(Location identification entries)
====

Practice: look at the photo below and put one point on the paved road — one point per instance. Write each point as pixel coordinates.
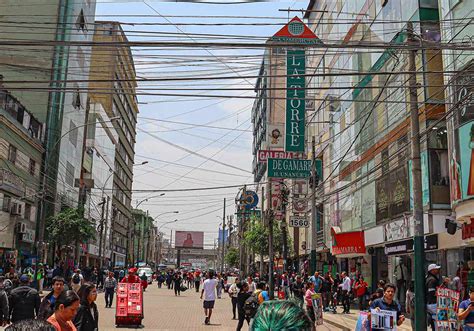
(164, 311)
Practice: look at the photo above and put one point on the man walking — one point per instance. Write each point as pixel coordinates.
(110, 285)
(24, 301)
(209, 292)
(346, 289)
(234, 293)
(431, 283)
(48, 304)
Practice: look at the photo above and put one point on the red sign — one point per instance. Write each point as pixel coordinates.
(264, 155)
(296, 29)
(468, 230)
(348, 243)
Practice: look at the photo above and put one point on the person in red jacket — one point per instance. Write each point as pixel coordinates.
(131, 277)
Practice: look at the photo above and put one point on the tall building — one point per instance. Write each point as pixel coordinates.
(459, 66)
(113, 71)
(361, 127)
(21, 152)
(59, 73)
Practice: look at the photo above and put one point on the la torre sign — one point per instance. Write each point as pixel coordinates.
(289, 168)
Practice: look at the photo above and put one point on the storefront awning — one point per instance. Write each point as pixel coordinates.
(347, 242)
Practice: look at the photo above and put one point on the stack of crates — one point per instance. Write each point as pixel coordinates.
(122, 295)
(135, 306)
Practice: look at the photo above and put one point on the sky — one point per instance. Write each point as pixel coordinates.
(229, 140)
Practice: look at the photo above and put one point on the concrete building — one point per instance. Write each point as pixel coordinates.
(115, 70)
(21, 151)
(98, 169)
(60, 70)
(362, 136)
(456, 27)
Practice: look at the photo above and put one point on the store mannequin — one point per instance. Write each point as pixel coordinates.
(400, 275)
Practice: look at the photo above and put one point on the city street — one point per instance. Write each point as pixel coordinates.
(164, 311)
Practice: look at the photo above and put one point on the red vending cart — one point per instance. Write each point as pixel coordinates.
(129, 304)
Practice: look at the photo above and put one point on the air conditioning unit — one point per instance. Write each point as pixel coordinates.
(21, 227)
(15, 209)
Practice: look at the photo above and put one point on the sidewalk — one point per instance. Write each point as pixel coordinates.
(347, 322)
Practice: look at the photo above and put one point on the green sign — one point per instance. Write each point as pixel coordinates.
(289, 168)
(295, 100)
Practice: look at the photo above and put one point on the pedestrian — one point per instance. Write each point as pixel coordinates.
(209, 292)
(309, 300)
(361, 291)
(197, 280)
(67, 305)
(243, 295)
(24, 301)
(110, 284)
(410, 304)
(4, 307)
(466, 311)
(281, 315)
(77, 280)
(220, 286)
(233, 294)
(48, 304)
(432, 281)
(31, 325)
(298, 290)
(177, 284)
(87, 317)
(317, 281)
(346, 288)
(387, 302)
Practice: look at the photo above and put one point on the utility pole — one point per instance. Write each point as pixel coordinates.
(269, 216)
(418, 240)
(314, 233)
(223, 239)
(101, 231)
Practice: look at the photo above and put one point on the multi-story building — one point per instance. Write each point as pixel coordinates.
(362, 129)
(59, 73)
(113, 70)
(456, 25)
(21, 152)
(98, 169)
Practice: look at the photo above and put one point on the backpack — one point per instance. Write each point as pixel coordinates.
(251, 304)
(76, 279)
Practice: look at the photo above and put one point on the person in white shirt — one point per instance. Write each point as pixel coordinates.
(209, 292)
(346, 288)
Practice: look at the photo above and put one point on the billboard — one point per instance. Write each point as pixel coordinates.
(189, 239)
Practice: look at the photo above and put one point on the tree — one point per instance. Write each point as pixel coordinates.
(70, 227)
(232, 257)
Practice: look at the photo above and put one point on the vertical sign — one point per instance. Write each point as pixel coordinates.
(295, 100)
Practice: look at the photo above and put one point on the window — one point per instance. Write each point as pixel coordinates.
(73, 133)
(7, 200)
(12, 153)
(27, 212)
(69, 174)
(32, 168)
(81, 22)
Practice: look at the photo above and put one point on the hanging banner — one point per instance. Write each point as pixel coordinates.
(447, 304)
(295, 100)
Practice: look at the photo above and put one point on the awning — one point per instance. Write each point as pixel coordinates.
(347, 242)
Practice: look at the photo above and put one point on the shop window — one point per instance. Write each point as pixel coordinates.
(12, 151)
(439, 176)
(32, 167)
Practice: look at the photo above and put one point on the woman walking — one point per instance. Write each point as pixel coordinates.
(87, 318)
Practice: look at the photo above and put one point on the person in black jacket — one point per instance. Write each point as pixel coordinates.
(24, 301)
(87, 317)
(241, 298)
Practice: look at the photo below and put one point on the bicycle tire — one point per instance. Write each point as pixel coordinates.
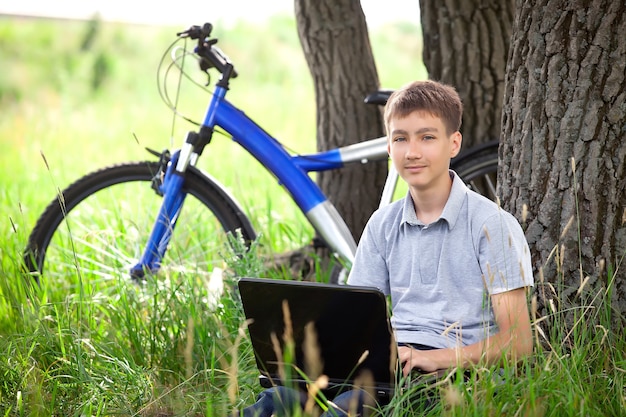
(479, 170)
(99, 225)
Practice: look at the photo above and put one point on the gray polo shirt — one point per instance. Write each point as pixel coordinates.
(440, 275)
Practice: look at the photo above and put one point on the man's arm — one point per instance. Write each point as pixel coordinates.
(512, 342)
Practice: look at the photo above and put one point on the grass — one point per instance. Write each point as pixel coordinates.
(177, 346)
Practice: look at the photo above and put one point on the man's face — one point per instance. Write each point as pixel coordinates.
(420, 150)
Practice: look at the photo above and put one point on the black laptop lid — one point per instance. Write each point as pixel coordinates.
(349, 321)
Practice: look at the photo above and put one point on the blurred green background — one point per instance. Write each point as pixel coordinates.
(78, 95)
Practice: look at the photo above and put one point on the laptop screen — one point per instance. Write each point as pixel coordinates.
(351, 325)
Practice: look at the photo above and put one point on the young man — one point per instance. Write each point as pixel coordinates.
(455, 265)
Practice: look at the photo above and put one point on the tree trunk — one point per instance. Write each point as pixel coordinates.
(466, 45)
(564, 145)
(335, 41)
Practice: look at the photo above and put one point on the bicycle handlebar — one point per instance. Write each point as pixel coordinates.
(211, 56)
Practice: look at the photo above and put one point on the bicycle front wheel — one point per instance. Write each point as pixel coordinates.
(480, 171)
(99, 226)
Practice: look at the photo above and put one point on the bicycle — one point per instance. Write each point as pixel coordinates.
(83, 231)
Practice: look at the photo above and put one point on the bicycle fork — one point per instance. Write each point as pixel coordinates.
(171, 187)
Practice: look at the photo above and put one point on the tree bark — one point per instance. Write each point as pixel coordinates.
(336, 45)
(466, 45)
(564, 145)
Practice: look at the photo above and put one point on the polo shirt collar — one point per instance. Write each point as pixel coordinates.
(451, 210)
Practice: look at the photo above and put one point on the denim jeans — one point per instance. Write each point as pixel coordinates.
(281, 401)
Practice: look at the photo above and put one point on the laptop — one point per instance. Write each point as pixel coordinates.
(351, 327)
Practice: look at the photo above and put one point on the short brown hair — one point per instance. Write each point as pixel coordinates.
(438, 99)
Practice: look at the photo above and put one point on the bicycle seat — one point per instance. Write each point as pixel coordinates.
(379, 97)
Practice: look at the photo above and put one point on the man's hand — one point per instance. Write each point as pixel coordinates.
(416, 359)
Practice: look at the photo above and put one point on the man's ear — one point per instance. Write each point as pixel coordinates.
(456, 139)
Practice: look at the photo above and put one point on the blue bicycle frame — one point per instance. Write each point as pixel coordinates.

====

* **EXERCISE OBJECTIVE**
All of the entries need to be transcribed word for word; pictures are left out.

* **CORRECT RESPONSE**
Practice: look at the photo below and put one point on the paved road — one point per instance. Write each point as pixel coordinates.
(164, 311)
Practice: look at the photo above and put one point on the man walking — one point per instance. Write each point as pixel coordinates.
(110, 285)
(24, 301)
(209, 292)
(346, 289)
(234, 293)
(431, 283)
(48, 304)
Practice: look at the photo above and put one point on the red sign — one point per instance. Write each point as pixel coordinates.
(264, 155)
(296, 29)
(468, 230)
(348, 243)
Practice: look at the photo above and put one point on the person in red jacket — one point per instance. Write each point as pixel coordinates.
(131, 277)
Practice: look at the photo above and put one point on the tall building — one point per instance. Write each point as pixel coordinates.
(459, 66)
(113, 71)
(361, 127)
(21, 152)
(59, 73)
Practice: look at the photo above and put one point on the la torre sign — one point per instance. Write each point as pixel coordinates.
(289, 168)
Practice: look at the photo above and put one point on the storefront awning — one point per instance. Write each point as pixel coordinates.
(347, 242)
Practice: look at the photo above and put one point on the stack of crates — one point per instance. Write each point as pixel coordinates.
(122, 295)
(135, 306)
Practice: look at the photo above and put one point on the sky — one point per instance. Write each point as pixel coordinates.
(229, 140)
Practice: look at the photo above and put one point on the concrete building — one point per instance. Write each point as pixel coordinates.
(115, 70)
(21, 151)
(98, 169)
(60, 70)
(362, 136)
(456, 27)
Practice: look at the photo above and put one point on the store mannequin — one point per instance. Write each point as pixel coordinates.
(400, 275)
Practice: look at the photo above and put one point on the city street — one point per instance. Write each point as pixel coordinates.
(164, 311)
Practice: look at the photo above and put one point on the red vending cart — one point per instance. Write each point as pixel coordinates.
(129, 304)
Practice: look at the photo above and put one point on the air conditioning unit — one point per instance. Write each point as pixel coordinates.
(21, 227)
(15, 209)
Practice: look at the photo above and put one point on the sidewalk — one point per instance. Write each point as pixel coordinates.
(347, 322)
Practice: look at the photo above and put one point on the green sign — one point per instance. Write each point as pixel coordinates.
(289, 168)
(295, 100)
Practice: look at the photo above and put one point on the pedestrian — one point per instance. Write each point as pixel coordinates.
(209, 292)
(309, 300)
(361, 291)
(197, 280)
(67, 305)
(243, 295)
(24, 301)
(110, 284)
(410, 304)
(4, 307)
(466, 311)
(281, 315)
(77, 280)
(220, 286)
(233, 294)
(48, 304)
(432, 281)
(31, 325)
(298, 290)
(177, 284)
(87, 317)
(317, 281)
(346, 288)
(387, 302)
Practice: look at the photo above and put one point on the utility pole — one point per instance. Write each point as pixel coordinates.
(269, 216)
(418, 240)
(314, 233)
(223, 239)
(101, 231)
Practice: look at the photo above and put one point on the multi-story building — one point per instance. Write each point as pixel coordinates.
(362, 129)
(59, 73)
(113, 70)
(456, 25)
(21, 152)
(98, 169)
Practice: look at the photo above and put one point on the backpack — one point per instance. Write each point as pixel coordinates.
(251, 304)
(76, 279)
Practice: look at the photo above and put one point on the person in white shirt — one point per instance. Write each point as pixel coordinates.
(209, 292)
(346, 288)
Practice: look at the photo above and put one point on the billboard — one point per instance. Write each point as pixel coordinates.
(189, 239)
Practice: look at the photo above and put one point on the tree — one point per instance. Write each point as pixel coordinates.
(70, 227)
(232, 257)
Practice: look at the photo above and put one point on the vertical sign — one point per instance. Write each point as pixel coordinates.
(295, 100)
Practice: look at the photo above and put one point on the window — one point per instance. Write each point as pixel coordinates.
(73, 133)
(7, 200)
(12, 153)
(27, 212)
(69, 174)
(32, 168)
(81, 22)
Practice: look at the photo above and put one point on the hanging banner — one point per instance. Write each point as pixel coordinates.
(447, 304)
(295, 100)
Practice: look at the photo above and put one point on the awning — one point per instance. Write each point as pixel coordinates.
(347, 242)
Practice: look at the photo above and put one point on the shop window — one point per instance. Write each point as pixel coordinates.
(12, 151)
(439, 176)
(32, 167)
Practice: look at the photo above and put one point on the woman walking — one point per instance. Write each point as pixel coordinates.
(87, 318)
Practice: look at the photo above and put one point on the person in black jacket — one point per instance. Write each point as pixel coordinates.
(24, 301)
(87, 317)
(241, 298)
Practice: look at the photo below and put one point on the bicycle tire — one point per instance. Write each point as pixel coordinates.
(479, 170)
(99, 225)
Practice: look at the photo above and put one point on the gray polo shirt — one point per instance. Write each point as pixel coordinates.
(440, 275)
Practice: look at the photo above and put one point on the man's arm — one point per instance. Write each point as pixel coordinates.
(512, 342)
Practice: look at the photo above and put one point on the grass — one point per instance. Write each point as pixel coordinates.
(177, 346)
Practice: look at the photo above and put one point on the man's face — one point per instance. Write each point as pixel coordinates.
(420, 150)
Practice: look at the photo above and put one point on the black laptop lid — one point per instance. Write each point as pixel coordinates.
(349, 321)
Practice: look at the photo above and put one point on the blurred green background — one point per instance. Write each point as pixel coordinates.
(78, 95)
Practice: look at the photo above and put one point on the laptop screen — one point per instance. Write each point as pixel coordinates.
(351, 325)
Practice: look at the photo above and put one point on the young man — one point per instance. Write each point as pixel coordinates.
(455, 265)
Practice: look at the photo above and put one point on the tree trunk — one point per instance. Write each point as pixel coordinates.
(466, 45)
(564, 145)
(335, 41)
Practice: look at the photo above and put one point on the bicycle handlebar — one point per instance. Write each point as pixel coordinates.
(211, 56)
Practice: look at the photo above and put one point on the bicycle front wheel — one point per instance. Write each point as pixel coordinates.
(480, 171)
(99, 226)
Practice: look at the photo above and put one point on the bicycle — one point per instance. Write each point as pixel coordinates.
(83, 231)
Practice: look at the photo above and put one point on the bicycle fork — one point per instance. Write each point as pixel coordinates.
(171, 187)
Practice: look at the photo above and put one point on the tree bark — one point per instance. Write each point as pixel coordinates.
(336, 45)
(466, 45)
(564, 145)
Practice: look at the photo above and put one point on the polo shirt collar — one point per instance. Write each point as pixel coordinates.
(451, 210)
Practice: look at the photo above and put one point on the denim jeans — one point per instance. Write each point as pixel coordinates.
(281, 401)
Practice: look at the photo above and put one point on the laptop — one point per instance. Write each point as pixel coordinates.
(351, 327)
Practice: look at the photo above and put one point on the short brown hair — one point per instance. Write each point as pixel coordinates.
(438, 99)
Practice: look at the photo above and put one point on the bicycle seat — one point per instance. Write each point as pixel coordinates.
(379, 97)
Practice: look at the photo above and put one point on the man's hand — one point per instance. Write each point as pixel coordinates.
(416, 359)
Practice: look at the photo above and put one point on the man's ear — one point per instance. Write each point as pixel coordinates.
(456, 139)
Practice: look at the photo above and put one point on the blue bicycle frame — one point per instance. Write each point as pixel coordinates.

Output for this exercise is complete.